**GIVEN EXERCISE:**
Please render the records from the line holding "Practice. Point at the outstretched" through the line holding "<point>24,59</point>", inclusive, as a Markdown table with the columns Number and Content, giving each line its own row and leaving out blank lines.

┌────────

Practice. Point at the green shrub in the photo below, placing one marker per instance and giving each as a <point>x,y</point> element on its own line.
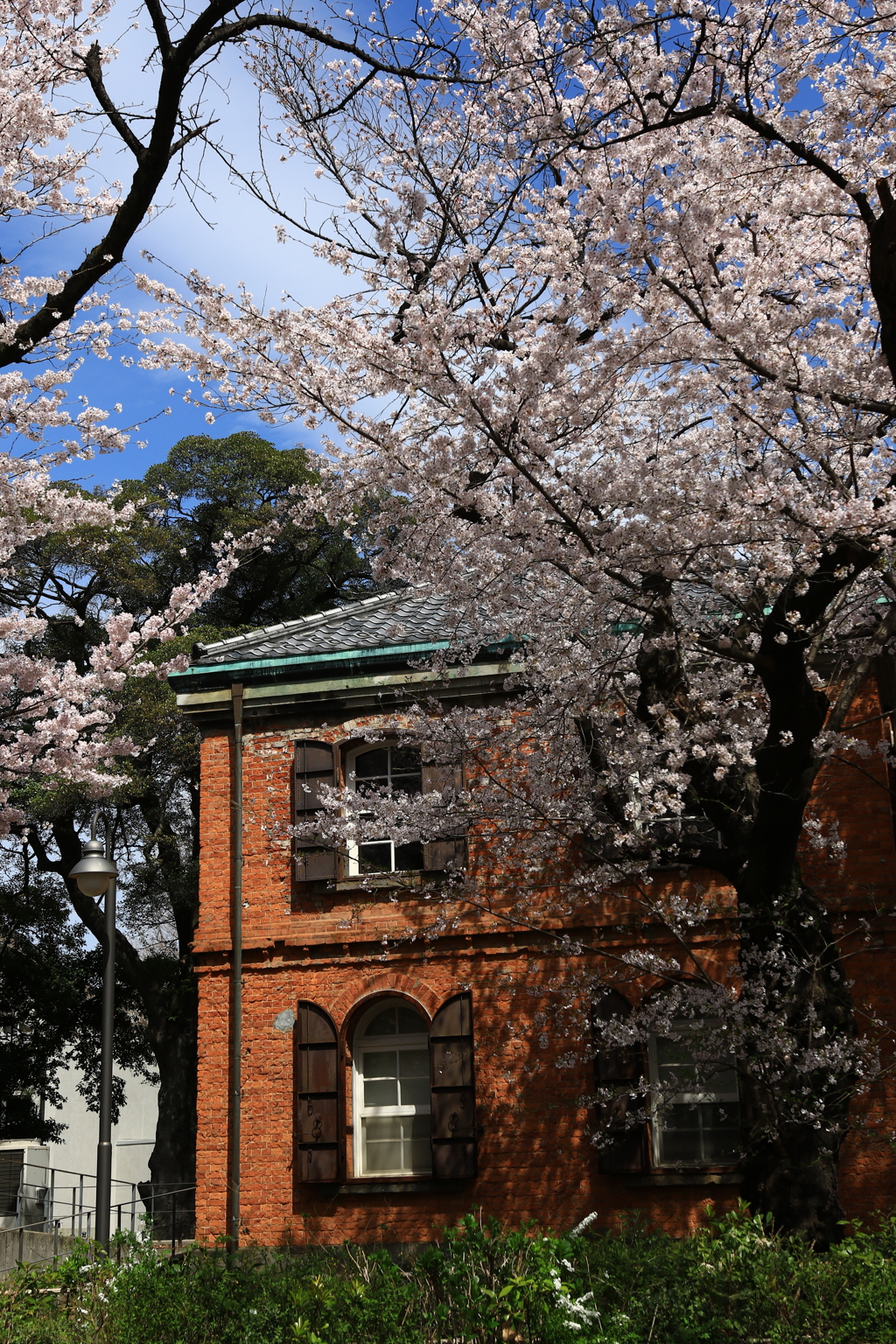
<point>731,1281</point>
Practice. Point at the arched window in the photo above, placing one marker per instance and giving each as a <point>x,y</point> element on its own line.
<point>391,1092</point>
<point>700,1125</point>
<point>384,766</point>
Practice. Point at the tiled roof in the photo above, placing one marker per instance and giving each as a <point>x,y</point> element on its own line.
<point>410,616</point>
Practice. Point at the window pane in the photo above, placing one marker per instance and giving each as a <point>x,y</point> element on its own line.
<point>379,1063</point>
<point>406,760</point>
<point>414,1063</point>
<point>381,1092</point>
<point>409,858</point>
<point>382,1140</point>
<point>373,765</point>
<point>375,858</point>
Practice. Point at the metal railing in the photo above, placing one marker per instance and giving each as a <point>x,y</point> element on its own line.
<point>67,1208</point>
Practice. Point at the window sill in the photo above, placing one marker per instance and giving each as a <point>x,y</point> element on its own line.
<point>409,1186</point>
<point>684,1178</point>
<point>387,879</point>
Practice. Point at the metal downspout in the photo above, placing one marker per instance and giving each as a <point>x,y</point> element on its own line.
<point>236,977</point>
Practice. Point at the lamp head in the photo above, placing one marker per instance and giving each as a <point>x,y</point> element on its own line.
<point>94,872</point>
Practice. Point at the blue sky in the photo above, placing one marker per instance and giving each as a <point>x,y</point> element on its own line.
<point>223,234</point>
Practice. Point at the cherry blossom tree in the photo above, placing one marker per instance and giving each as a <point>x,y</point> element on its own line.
<point>620,365</point>
<point>60,113</point>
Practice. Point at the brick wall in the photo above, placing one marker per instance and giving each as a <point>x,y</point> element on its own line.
<point>535,1160</point>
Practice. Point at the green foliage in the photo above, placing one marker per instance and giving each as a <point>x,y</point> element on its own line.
<point>731,1281</point>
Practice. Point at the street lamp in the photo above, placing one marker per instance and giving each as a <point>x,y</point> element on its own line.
<point>95,874</point>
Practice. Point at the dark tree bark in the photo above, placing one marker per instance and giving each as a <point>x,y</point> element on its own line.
<point>792,1170</point>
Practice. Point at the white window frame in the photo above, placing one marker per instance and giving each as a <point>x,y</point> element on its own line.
<point>360,1045</point>
<point>352,850</point>
<point>685,1098</point>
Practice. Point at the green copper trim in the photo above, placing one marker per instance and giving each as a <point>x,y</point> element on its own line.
<point>311,659</point>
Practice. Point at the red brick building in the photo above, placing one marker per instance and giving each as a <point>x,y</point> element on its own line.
<point>398,1068</point>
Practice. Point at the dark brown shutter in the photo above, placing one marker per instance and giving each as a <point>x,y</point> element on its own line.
<point>11,1166</point>
<point>449,851</point>
<point>315,765</point>
<point>629,1150</point>
<point>452,1090</point>
<point>320,1132</point>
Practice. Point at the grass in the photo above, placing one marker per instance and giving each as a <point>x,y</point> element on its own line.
<point>731,1281</point>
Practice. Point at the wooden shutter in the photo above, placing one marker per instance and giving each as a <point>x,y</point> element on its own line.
<point>11,1166</point>
<point>315,765</point>
<point>320,1130</point>
<point>615,1068</point>
<point>449,851</point>
<point>452,1090</point>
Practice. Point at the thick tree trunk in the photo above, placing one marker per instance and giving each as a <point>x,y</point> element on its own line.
<point>788,952</point>
<point>172,1166</point>
<point>792,1170</point>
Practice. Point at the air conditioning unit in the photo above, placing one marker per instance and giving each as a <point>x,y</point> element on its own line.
<point>23,1181</point>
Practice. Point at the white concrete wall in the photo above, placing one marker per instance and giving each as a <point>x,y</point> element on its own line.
<point>132,1138</point>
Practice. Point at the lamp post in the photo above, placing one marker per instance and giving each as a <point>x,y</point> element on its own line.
<point>95,874</point>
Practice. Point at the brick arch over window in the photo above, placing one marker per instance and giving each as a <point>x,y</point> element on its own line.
<point>402,987</point>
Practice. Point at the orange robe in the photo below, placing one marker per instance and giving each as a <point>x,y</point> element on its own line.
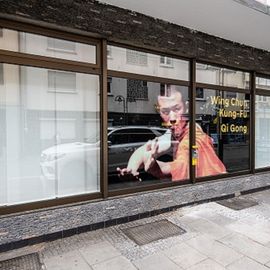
<point>208,162</point>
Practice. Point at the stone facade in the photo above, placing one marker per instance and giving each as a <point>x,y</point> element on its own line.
<point>126,27</point>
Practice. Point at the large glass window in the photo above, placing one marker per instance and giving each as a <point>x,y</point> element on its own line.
<point>148,134</point>
<point>222,132</point>
<point>262,83</point>
<point>47,46</point>
<point>49,136</point>
<point>126,60</point>
<point>221,76</point>
<point>262,131</point>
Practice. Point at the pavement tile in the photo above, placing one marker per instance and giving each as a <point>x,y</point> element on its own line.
<point>99,252</point>
<point>246,264</point>
<point>184,255</point>
<point>117,263</point>
<point>214,250</point>
<point>156,262</point>
<point>216,218</point>
<point>68,261</point>
<point>250,231</point>
<point>247,247</point>
<point>212,230</point>
<point>207,265</point>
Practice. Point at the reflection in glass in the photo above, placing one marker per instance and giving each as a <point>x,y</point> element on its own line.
<point>224,116</point>
<point>147,120</point>
<point>138,62</point>
<point>262,132</point>
<point>222,76</point>
<point>47,46</point>
<point>45,146</point>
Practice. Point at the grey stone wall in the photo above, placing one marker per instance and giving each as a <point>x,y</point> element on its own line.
<point>128,27</point>
<point>62,221</point>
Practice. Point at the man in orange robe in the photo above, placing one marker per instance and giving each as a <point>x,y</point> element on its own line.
<point>172,110</point>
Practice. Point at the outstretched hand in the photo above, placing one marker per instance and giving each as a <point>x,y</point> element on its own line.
<point>151,154</point>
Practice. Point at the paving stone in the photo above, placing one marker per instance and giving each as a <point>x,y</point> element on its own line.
<point>247,247</point>
<point>117,263</point>
<point>238,203</point>
<point>69,261</point>
<point>246,264</point>
<point>207,265</point>
<point>250,231</point>
<point>99,252</point>
<point>157,261</point>
<point>214,250</point>
<point>212,230</point>
<point>184,255</point>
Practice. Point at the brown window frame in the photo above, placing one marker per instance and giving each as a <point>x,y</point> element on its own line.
<point>24,59</point>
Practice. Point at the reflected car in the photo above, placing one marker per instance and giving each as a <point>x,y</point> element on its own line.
<point>80,159</point>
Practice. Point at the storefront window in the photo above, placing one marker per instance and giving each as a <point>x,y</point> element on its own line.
<point>222,132</point>
<point>262,132</point>
<point>49,137</point>
<point>126,60</point>
<point>148,134</point>
<point>47,46</point>
<point>262,83</point>
<point>221,76</point>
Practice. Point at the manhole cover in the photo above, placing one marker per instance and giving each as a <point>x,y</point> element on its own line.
<point>237,203</point>
<point>145,234</point>
<point>27,262</point>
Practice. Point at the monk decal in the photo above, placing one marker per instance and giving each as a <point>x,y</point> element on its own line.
<point>172,111</point>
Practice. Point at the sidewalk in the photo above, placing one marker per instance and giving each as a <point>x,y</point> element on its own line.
<point>216,237</point>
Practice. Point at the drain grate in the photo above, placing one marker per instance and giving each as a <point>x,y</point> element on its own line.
<point>237,203</point>
<point>147,233</point>
<point>26,262</point>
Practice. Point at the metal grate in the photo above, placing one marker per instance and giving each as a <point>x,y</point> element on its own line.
<point>147,233</point>
<point>26,262</point>
<point>237,203</point>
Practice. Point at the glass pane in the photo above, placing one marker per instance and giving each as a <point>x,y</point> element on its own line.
<point>145,116</point>
<point>126,60</point>
<point>46,46</point>
<point>222,76</point>
<point>49,140</point>
<point>222,132</point>
<point>262,132</point>
<point>262,83</point>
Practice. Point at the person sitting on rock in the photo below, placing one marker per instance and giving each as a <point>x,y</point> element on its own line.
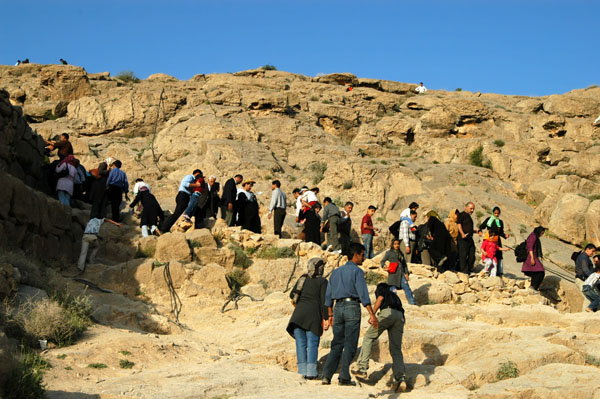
<point>90,238</point>
<point>247,206</point>
<point>196,193</point>
<point>590,289</point>
<point>151,211</point>
<point>63,145</point>
<point>421,89</point>
<point>398,274</point>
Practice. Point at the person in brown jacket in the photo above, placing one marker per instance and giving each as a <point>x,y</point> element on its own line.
<point>452,228</point>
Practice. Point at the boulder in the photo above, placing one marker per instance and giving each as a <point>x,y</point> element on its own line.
<point>567,220</point>
<point>202,238</point>
<point>172,246</point>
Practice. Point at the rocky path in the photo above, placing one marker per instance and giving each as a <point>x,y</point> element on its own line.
<point>451,351</point>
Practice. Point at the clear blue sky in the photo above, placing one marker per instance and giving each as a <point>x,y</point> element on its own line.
<point>510,47</point>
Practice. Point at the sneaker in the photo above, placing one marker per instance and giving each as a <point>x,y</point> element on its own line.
<point>359,373</point>
<point>400,386</point>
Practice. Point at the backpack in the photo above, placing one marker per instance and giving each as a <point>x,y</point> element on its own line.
<point>521,252</point>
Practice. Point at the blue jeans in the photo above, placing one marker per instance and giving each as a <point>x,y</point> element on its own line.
<point>368,243</point>
<point>407,291</point>
<point>64,197</point>
<point>593,296</point>
<point>346,328</point>
<point>189,211</point>
<point>307,350</point>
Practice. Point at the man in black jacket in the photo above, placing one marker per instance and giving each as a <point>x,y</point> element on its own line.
<point>229,199</point>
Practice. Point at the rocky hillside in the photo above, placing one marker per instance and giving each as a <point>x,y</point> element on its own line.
<point>377,144</point>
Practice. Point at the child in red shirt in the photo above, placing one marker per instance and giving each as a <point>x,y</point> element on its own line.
<point>489,247</point>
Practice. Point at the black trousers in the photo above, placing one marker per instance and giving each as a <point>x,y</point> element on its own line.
<point>114,195</point>
<point>466,254</point>
<point>181,202</point>
<point>278,218</point>
<point>536,279</point>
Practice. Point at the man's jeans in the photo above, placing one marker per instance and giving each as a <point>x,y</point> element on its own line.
<point>346,328</point>
<point>591,294</point>
<point>407,291</point>
<point>307,350</point>
<point>368,243</point>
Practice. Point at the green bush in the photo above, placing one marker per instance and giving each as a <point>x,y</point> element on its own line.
<point>237,278</point>
<point>128,76</point>
<point>276,252</point>
<point>26,380</point>
<point>507,370</point>
<point>61,319</point>
<point>476,157</point>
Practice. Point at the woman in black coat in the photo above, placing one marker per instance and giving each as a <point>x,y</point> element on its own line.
<point>151,210</point>
<point>309,318</point>
<point>312,226</point>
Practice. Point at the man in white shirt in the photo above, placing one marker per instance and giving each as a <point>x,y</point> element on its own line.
<point>421,89</point>
<point>277,207</point>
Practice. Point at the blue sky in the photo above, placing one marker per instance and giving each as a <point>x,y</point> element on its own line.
<point>510,47</point>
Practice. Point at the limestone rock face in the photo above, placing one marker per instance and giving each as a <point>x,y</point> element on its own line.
<point>172,246</point>
<point>568,218</point>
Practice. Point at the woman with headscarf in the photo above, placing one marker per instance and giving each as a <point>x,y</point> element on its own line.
<point>532,266</point>
<point>439,247</point>
<point>489,223</point>
<point>151,210</point>
<point>312,226</point>
<point>310,317</point>
<point>65,171</point>
<point>98,189</point>
<point>452,227</point>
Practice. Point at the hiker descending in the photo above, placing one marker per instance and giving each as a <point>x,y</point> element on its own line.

└────────

**EXERCISE RESULT:**
| Number | Content |
|---|---|
| 1 | Practice. Point at the outstretched hand in the photo above, placing one marker per instance and giving each as a <point>x,y</point> element on its own line. |
| 2 | <point>151,154</point> |
| 3 | Practice. Point at the paving stone in the photo above, placing one marker per instance and giving each as a <point>x,y</point> element on its own line. |
| 4 | <point>247,247</point> |
| 5 | <point>117,263</point> |
| 6 | <point>238,203</point> |
| 7 | <point>69,261</point> |
| 8 | <point>246,264</point> |
| 9 | <point>207,265</point> |
| 10 | <point>250,231</point> |
| 11 | <point>99,252</point> |
| 12 | <point>157,261</point> |
| 13 | <point>214,250</point> |
| 14 | <point>212,230</point> |
| 15 | <point>184,255</point> |
| 16 | Practice. Point at the brown window frame in the photo above, placing one marker per instance and giving each as a <point>x,y</point> element on its own line. |
| 17 | <point>24,59</point> |